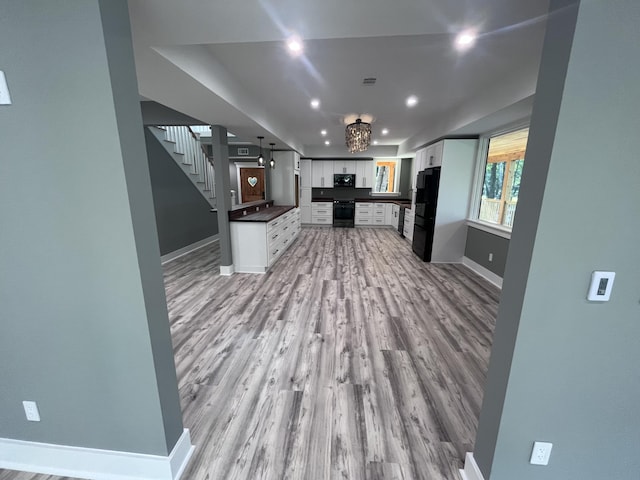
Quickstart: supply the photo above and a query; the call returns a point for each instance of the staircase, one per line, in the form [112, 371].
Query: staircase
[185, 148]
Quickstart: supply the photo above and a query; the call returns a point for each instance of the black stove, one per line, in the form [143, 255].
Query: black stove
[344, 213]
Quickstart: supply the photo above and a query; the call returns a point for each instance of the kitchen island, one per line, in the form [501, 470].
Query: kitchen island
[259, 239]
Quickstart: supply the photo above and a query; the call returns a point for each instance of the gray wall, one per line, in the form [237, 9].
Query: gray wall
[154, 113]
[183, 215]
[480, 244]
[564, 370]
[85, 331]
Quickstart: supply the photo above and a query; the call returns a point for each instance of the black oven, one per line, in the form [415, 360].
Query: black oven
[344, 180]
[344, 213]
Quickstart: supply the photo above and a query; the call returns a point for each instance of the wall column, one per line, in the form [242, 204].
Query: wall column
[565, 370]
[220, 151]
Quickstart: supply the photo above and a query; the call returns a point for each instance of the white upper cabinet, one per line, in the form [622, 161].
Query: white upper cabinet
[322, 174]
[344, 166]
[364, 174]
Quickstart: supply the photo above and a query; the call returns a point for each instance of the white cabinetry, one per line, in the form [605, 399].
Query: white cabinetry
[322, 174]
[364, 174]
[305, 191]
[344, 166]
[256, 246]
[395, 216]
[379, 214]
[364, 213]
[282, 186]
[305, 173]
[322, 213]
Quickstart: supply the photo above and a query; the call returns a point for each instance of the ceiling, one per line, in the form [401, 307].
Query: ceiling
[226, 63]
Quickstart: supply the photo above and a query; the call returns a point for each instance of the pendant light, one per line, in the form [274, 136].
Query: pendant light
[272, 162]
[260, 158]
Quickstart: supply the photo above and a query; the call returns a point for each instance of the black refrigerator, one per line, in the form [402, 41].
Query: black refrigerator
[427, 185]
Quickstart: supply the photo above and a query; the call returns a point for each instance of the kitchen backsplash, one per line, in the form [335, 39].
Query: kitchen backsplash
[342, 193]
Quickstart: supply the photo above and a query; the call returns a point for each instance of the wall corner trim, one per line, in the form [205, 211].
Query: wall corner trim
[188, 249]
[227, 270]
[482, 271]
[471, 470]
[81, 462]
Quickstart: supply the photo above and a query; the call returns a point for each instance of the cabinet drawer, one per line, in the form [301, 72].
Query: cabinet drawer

* * *

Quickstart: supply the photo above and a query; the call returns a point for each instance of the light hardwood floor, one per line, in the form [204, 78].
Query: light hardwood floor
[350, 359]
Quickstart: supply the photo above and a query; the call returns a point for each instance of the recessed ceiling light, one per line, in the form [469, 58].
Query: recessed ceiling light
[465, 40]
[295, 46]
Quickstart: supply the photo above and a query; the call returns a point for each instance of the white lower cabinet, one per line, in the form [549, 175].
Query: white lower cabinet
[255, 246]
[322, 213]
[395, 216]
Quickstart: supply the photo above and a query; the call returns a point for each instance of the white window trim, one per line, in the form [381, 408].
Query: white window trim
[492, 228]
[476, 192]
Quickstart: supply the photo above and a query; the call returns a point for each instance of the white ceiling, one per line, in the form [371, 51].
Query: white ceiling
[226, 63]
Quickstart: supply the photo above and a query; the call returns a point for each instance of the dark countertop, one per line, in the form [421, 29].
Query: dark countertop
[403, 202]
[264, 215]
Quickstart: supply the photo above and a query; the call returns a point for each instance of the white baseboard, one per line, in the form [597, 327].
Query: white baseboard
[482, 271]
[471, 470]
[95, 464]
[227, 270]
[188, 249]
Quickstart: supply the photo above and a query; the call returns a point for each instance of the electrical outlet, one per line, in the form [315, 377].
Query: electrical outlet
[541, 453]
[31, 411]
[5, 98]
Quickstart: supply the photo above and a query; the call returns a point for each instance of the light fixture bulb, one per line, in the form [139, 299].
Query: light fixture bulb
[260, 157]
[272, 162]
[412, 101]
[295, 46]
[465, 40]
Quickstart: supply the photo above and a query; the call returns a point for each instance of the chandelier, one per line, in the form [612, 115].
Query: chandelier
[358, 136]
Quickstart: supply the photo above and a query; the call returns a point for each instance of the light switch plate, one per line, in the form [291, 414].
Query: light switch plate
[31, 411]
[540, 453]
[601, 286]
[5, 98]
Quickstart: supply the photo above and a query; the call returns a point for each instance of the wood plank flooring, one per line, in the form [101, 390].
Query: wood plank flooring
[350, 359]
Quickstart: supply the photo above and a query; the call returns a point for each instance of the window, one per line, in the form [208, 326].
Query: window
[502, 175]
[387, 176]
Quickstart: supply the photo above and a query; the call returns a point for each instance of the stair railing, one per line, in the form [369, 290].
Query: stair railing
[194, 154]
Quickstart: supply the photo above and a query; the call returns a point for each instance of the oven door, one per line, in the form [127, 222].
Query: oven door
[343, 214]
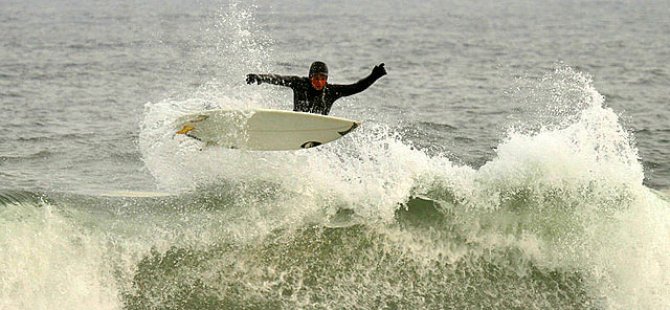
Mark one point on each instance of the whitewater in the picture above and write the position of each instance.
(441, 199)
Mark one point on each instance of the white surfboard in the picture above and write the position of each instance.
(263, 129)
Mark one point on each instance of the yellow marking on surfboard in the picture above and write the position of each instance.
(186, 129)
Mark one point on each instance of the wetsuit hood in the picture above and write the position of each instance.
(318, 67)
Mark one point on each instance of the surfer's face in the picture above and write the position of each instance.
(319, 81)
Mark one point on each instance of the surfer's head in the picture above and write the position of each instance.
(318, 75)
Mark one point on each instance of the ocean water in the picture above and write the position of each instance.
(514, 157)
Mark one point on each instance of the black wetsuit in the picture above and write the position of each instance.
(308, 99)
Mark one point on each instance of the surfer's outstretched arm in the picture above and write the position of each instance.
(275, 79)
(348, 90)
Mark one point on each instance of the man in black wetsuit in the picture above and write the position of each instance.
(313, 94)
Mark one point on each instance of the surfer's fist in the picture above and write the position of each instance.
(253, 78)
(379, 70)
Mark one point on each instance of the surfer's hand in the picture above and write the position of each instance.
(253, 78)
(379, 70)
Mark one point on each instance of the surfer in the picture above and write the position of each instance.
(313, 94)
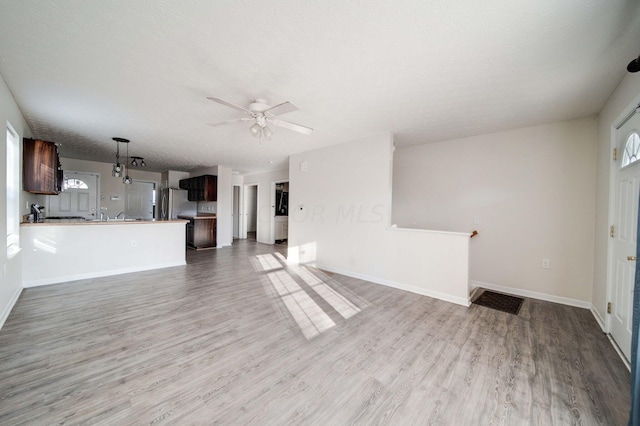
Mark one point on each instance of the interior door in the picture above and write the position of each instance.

* * *

Reproduce the section of the material that begins with the line containing "Mark one point on each instance of the whitewater" and ends with the line containing "Mark one point on each instance of the interior", including both of those lines. Omit the pictures.

Mark one point on each instance of the whitewater in the picture above and write the position of each instance.
(441, 199)
Mark one point on each instance of the white surfboard in the picture above and write the position of each instance.
(263, 129)
Mark one point on each instance of the yellow marking on surfboard in the picture above and write the position of each instance.
(186, 129)
Mark one point on each instance of the wetsuit hood in the picture above and write the position of each instance.
(318, 67)
Mark one point on each instance of the surfer's face in the picture above and write the position of each instance.
(319, 81)
Mark one point on each instance of the surfer's head in the picture above and write the position of each instance.
(318, 75)
Mark one point on each instance of the ocean water in the picture above and write the position of each instance.
(514, 157)
Mark one point on each instance of the black wetsuit in the picture above and write the position of each instance.
(308, 99)
Mark one point on each instance of the surfer's outstretched arm in the picture above and write the position of each instance.
(275, 79)
(348, 90)
Mark one point on each instance of the man in black wetsuit in the picture above and write the position of each instance.
(313, 94)
Mark one point on each instance of the surfer's fist in the picture above and write the position of each instance.
(253, 78)
(379, 70)
Mark one point on each instance of the surfer's hand in the picture above and write the position of each instance.
(253, 78)
(379, 70)
Mark one point on each instance of the surfer in the picture above and write the position of each instance.
(313, 94)
Mark one point on each instance of the interior door in the picture above and write the position of each instance.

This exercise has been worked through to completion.